Text segment:
Software Vendor Takes on SQL Injection
A Dublin company creates a solution claiming will prevent SQL injection attacks in web-based applications running Java.
Gartner calls it "Runtime Application Self-Protection". The company behind the technology calls it AppSecurity for Java. If it delivers on its promises and testing results to date it'll also be called revolutionary - eliminating whitelisting and blacklisting completely.
Maria Korolov, writing for CSOonline introduces us to Waratek, a Dublin-based Java application security software development firm as created a process by which, instead of setting up a firewall and allowing it to learn which requests are benevolent and which are toxic, embeds itself inside the Java Runtime Environment and monitors requests. Not only does this allow decisions to be made based upon what the code is going to do it also reduces the possibility that legitimate traffic is going to be impaired and also reduces the space consumed by all those log files generated under today's standard practices. A member of the Runtime Application Self-Protection (RASP) category of solutions, AppSecurity for Java is able to secure enterprise applications because it possesses complete information about application behaviors at a level of granularity network devices cannot obtain. And because it is tightly wrapped around the application, it supports public or private cloud deployments seamlessly.

Dataset extract:
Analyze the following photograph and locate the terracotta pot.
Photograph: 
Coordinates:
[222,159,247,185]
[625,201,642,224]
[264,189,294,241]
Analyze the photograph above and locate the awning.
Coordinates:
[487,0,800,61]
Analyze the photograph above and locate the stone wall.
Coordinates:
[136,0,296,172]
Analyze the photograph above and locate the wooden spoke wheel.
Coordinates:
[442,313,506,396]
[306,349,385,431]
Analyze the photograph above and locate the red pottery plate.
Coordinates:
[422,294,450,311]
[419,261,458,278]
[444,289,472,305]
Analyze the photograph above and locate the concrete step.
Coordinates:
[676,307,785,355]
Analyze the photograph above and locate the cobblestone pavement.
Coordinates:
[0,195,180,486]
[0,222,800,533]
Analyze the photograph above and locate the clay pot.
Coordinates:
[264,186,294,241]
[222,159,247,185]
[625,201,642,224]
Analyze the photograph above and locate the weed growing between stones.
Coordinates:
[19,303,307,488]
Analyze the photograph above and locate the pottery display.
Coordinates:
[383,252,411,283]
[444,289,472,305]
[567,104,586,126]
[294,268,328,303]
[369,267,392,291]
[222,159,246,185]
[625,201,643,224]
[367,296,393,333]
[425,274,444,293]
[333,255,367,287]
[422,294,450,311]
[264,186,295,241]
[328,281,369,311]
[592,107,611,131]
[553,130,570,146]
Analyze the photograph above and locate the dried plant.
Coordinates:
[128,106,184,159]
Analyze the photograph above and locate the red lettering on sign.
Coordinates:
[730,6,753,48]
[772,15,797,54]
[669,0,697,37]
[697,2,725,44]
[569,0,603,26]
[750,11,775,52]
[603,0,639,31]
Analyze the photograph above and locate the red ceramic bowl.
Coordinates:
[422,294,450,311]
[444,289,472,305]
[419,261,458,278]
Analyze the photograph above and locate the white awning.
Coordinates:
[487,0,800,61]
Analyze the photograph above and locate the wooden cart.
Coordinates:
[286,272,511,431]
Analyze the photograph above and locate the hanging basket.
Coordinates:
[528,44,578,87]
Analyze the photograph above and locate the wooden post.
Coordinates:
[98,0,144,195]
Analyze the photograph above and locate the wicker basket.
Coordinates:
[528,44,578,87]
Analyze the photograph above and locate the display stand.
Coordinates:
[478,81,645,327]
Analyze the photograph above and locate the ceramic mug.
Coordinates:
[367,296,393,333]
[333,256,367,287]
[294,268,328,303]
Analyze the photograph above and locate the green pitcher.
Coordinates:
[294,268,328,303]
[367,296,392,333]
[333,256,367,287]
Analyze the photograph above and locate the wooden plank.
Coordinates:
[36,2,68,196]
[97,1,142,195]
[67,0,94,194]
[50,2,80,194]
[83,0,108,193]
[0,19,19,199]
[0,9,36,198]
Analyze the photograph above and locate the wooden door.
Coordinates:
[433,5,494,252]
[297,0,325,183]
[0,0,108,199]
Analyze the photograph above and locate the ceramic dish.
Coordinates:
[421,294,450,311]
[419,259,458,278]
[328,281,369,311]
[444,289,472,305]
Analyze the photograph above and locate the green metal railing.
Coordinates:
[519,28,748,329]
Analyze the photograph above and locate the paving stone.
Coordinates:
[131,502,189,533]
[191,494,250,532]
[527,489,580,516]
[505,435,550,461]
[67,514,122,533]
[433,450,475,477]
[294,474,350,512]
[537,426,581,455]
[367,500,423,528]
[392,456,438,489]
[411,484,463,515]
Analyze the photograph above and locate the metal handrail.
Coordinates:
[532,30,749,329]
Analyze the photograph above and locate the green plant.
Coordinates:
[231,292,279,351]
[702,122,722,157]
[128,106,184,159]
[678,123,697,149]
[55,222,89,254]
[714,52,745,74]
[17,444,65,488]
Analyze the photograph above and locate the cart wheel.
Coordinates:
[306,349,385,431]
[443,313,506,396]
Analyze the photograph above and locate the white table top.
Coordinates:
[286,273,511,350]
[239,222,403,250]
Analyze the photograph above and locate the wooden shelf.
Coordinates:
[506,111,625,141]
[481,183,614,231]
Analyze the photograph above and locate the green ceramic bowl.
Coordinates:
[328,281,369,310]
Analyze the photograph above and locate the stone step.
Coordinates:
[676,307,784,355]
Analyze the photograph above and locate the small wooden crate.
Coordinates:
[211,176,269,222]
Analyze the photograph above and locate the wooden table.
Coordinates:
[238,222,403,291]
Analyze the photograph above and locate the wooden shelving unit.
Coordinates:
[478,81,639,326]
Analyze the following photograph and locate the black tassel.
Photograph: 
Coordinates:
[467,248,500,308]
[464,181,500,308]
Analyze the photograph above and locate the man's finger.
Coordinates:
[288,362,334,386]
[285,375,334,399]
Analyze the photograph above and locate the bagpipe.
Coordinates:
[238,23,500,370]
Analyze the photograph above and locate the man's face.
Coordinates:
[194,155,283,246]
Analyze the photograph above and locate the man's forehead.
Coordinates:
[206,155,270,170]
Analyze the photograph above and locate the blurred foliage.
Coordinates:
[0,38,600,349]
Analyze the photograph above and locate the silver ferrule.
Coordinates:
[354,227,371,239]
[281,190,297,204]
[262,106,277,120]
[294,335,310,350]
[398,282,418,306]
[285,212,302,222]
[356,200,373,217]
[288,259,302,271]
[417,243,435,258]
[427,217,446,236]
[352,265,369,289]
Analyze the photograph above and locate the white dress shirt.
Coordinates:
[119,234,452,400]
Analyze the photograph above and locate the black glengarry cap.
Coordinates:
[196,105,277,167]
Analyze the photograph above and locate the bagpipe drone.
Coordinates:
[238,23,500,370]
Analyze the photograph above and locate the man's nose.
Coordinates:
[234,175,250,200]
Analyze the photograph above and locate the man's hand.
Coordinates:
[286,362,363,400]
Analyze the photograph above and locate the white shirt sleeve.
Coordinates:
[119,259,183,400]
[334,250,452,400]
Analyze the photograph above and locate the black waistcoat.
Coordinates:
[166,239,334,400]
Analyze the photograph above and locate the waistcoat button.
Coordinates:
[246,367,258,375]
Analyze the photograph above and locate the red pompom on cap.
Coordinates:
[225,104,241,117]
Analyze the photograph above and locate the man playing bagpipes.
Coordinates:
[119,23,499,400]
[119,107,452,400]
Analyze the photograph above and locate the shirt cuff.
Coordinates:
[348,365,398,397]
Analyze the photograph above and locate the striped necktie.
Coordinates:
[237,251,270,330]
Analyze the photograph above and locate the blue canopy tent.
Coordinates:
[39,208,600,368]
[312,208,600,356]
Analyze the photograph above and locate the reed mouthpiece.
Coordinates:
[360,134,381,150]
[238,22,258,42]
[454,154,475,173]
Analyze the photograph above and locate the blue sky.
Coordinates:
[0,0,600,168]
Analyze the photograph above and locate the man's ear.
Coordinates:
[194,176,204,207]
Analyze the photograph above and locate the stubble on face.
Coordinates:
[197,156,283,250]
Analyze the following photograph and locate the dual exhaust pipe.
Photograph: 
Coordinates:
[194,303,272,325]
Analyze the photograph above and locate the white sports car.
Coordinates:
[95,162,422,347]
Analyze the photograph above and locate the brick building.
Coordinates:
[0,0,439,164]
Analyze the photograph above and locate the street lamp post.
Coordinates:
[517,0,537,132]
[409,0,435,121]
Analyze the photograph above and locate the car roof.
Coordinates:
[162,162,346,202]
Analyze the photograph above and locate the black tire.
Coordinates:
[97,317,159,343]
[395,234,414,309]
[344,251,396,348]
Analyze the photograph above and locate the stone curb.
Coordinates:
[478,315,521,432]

What you will do:
1. In the SQL injection article, what name does Gartner give to this kind of technology?
2. Repeat the SQL injection article from "Software Vendor Takes" to "and blacklisting completely.".
3. Write what comes next in the article on Waratek and SQL injection, picking up after its final sentence.

Responses:
1. Runtime Application Self-Protection

2.
Software Vendor Takes on SQL Injection
A Dublin company creates a solution claiming will prevent SQL injection attacks in web-based applications running Java.
Gartner calls it "Runtime Application Self-Protection". The company behind the technology calls it AppSecurity for Java. If it delivers on its promises and testing results to date it'll also be called revolutionary - eliminating whitelisting and blacklisting completely.

3.
While only about 1% of web and Cloud applications use this technology, Waratek CEO Brian Maccaba expects that number to rise to a quarter of all web and Cloud applications in the next five years. With Cloud adoption on the rise it seems as though those figures are going to translate into a much higher adoption in terms of quantity of applications using current Cloud adoption rates as a standard.
Robert'); "Bobby" DROP TABLE Students; -- would be serving time in detention if more companies adopted RASP solutions to prevent SQL Injection attacks.